BEGIN EXCERPT PROVIDED

In an attempt to find a middle ground between accepting the Medicaid expansion under President Barack Obama’s law and rejecting it, the Arkansas legislature passed a bill with the intent of using Medicaid dollars to allow recipients to purchase a form of private insurance.
The proposal relies heavily on two assumptions: that adding new, subsidized customers will result in increased price competition among providers, and that the new coverage will not prove significantly more expensive than the originally intended Medicaid plans, an aim that could prove daunting.
Under the plan approved by the legislature, the state will apply for a demonstration waiver from the U.S. Department of Health and Human Services (HHS). According to the Centers for Medicare and Medicaid Services, the 1115 waivers are a method “states can use to test new or existing ways to deliver and pay for health-care services in Medicaid.”
Nicole Kaeding, state policy manager at the Americans for Prosperity Foundation, says the legislature agreed to the waiver request under false pretenses.

END EXCERPT PROVIDED

Reproduce the passage about Arkansas's Medicaid plan in full, word for word.

BEGIN DATASET ENTRIES

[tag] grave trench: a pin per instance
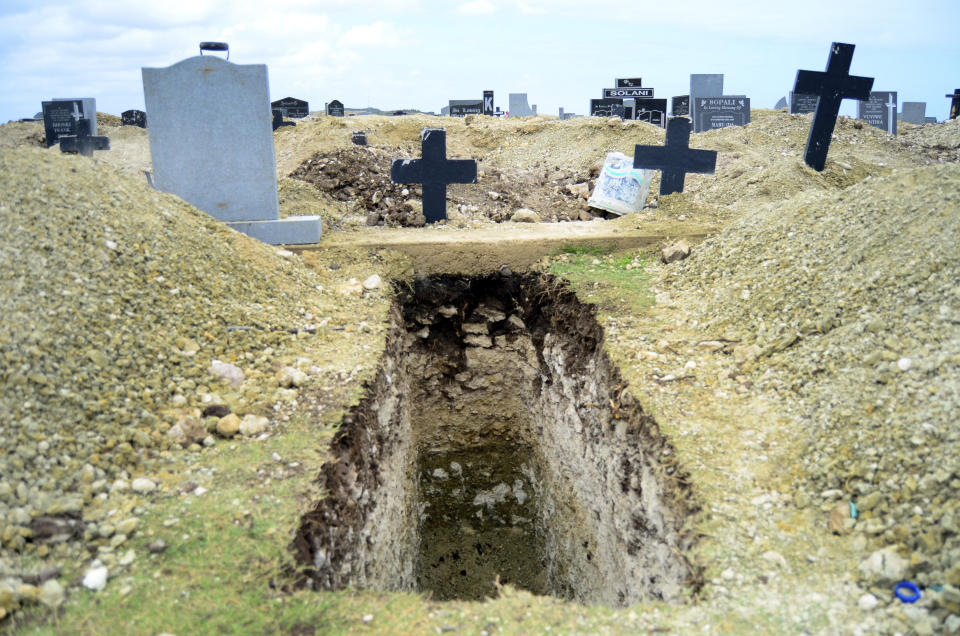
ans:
(497, 442)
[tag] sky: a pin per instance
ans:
(395, 54)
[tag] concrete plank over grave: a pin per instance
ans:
(880, 110)
(914, 112)
(519, 106)
(720, 112)
(212, 145)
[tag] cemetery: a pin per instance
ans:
(397, 374)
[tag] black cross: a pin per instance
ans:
(955, 104)
(434, 171)
(832, 87)
(675, 158)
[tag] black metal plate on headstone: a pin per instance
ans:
(606, 107)
(60, 118)
(434, 171)
(680, 105)
(133, 118)
(720, 112)
(833, 86)
(620, 93)
(335, 109)
(880, 111)
(675, 158)
(801, 104)
(291, 107)
(488, 102)
(653, 111)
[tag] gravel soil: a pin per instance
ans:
(805, 360)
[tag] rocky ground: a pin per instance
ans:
(806, 359)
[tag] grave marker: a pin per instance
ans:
(291, 107)
(955, 103)
(212, 145)
(880, 110)
(833, 86)
(335, 109)
(720, 112)
(801, 104)
(434, 171)
(675, 158)
(133, 118)
(914, 112)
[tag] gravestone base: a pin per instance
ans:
(298, 230)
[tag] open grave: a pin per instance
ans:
(498, 444)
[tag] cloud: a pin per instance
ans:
(477, 7)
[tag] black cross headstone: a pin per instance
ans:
(832, 86)
(675, 158)
(955, 104)
(434, 171)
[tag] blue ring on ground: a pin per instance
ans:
(907, 585)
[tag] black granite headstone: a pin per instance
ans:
(955, 104)
(335, 109)
(291, 107)
(675, 158)
(880, 110)
(133, 118)
(60, 118)
(833, 86)
(488, 102)
(720, 112)
(606, 108)
(680, 105)
(434, 171)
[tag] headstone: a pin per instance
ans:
(88, 109)
(212, 145)
(680, 105)
(133, 118)
(801, 104)
(652, 111)
(464, 107)
(335, 109)
(60, 118)
(720, 112)
(606, 108)
(954, 103)
(675, 158)
(519, 106)
(291, 107)
(622, 93)
(914, 112)
(434, 171)
(704, 85)
(488, 102)
(880, 110)
(833, 86)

END DATASET ENTRIES

PROBLEM SOLUTION »
In an attempt to find a middle ground between accepting the Medicaid expansion under President Barack Obama’s law and rejecting it, the Arkansas legislature passed a bill with the intent of using Medicaid dollars to allow recipients to purchase a form of private insurance.
The proposal relies heavily on two assumptions: that adding new, subsidized customers will result in increased price competition among providers, and that the new coverage will not prove significantly more expensive than the originally intended Medicaid plans, an aim that could prove daunting.
Under the plan approved by the legislature, the state will apply for a demonstration waiver from the U.S. Department of Health and Human Services (HHS). According to the Centers for Medicare and Medicaid Services, the 1115 waivers are a method “states can use to test new or existing ways to deliver and pay for health-care services in Medicaid.”
Nicole Kaeding, state policy manager at the Americans for Prosperity Foundation, says the legislature agreed to the waiver request under false pretenses.